• **About this task**: Every line below that contains "range" is to be copied.

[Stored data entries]
--- START ---

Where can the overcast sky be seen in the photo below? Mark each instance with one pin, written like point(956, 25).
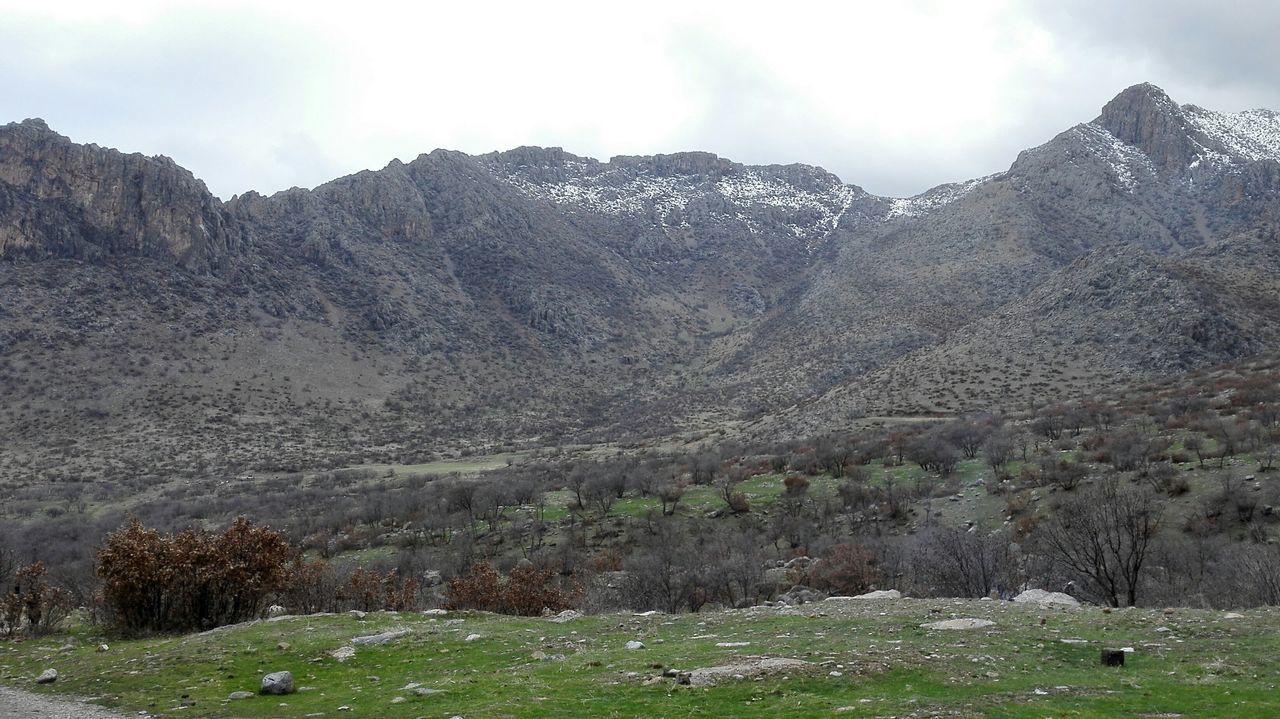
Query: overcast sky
point(896, 96)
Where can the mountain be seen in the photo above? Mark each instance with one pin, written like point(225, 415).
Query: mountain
point(533, 297)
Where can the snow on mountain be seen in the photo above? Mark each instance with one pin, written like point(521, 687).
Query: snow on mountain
point(1125, 161)
point(932, 200)
point(1252, 134)
point(809, 210)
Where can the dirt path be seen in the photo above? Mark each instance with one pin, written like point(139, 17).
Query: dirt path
point(17, 704)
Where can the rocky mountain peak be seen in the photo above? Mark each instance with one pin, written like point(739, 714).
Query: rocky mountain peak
point(67, 200)
point(1144, 117)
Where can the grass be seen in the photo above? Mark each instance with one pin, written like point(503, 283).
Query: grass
point(1188, 663)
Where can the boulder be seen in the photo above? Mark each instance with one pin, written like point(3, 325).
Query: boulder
point(877, 594)
point(567, 616)
point(277, 683)
point(379, 639)
point(1041, 596)
point(967, 623)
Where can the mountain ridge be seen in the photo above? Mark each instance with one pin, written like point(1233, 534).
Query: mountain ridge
point(536, 296)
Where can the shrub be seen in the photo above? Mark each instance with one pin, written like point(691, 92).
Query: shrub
point(526, 591)
point(795, 485)
point(35, 604)
point(369, 590)
point(846, 569)
point(191, 580)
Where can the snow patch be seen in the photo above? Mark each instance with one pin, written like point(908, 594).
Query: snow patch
point(932, 200)
point(1125, 161)
point(807, 213)
point(1252, 134)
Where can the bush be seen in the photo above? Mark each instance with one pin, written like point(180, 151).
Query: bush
point(35, 604)
point(528, 591)
point(846, 569)
point(191, 580)
point(369, 590)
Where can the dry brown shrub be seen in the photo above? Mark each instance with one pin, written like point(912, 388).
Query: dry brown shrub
point(526, 591)
point(191, 580)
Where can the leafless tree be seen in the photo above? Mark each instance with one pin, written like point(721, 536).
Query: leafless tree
point(1105, 536)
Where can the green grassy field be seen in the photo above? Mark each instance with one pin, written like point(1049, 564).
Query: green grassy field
point(862, 659)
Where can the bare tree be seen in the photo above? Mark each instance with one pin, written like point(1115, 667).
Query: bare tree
point(1105, 535)
point(951, 562)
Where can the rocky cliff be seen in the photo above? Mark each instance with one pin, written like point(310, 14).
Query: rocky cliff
point(535, 294)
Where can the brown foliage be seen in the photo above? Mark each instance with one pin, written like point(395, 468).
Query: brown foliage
point(846, 568)
point(369, 590)
point(526, 591)
point(191, 580)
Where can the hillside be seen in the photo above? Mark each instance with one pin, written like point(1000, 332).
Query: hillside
point(533, 297)
point(846, 658)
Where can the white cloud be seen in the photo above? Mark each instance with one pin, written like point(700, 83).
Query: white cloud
point(895, 96)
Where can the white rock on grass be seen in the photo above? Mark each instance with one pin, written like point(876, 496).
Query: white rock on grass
point(877, 594)
point(967, 623)
point(277, 683)
point(379, 639)
point(1041, 596)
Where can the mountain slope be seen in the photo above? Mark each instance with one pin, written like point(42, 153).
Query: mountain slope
point(534, 296)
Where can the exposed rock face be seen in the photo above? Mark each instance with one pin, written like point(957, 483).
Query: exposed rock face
point(277, 683)
point(1146, 118)
point(535, 293)
point(59, 198)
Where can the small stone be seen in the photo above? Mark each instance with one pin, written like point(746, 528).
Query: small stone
point(968, 623)
point(277, 683)
point(379, 639)
point(426, 691)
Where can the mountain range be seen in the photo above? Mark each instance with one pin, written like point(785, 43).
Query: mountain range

--- END ---

• **Expected answer**:
Where can the mountain range be seen in the photo above? Mark each instance with one pin, written like point(785, 43).
Query: mountain range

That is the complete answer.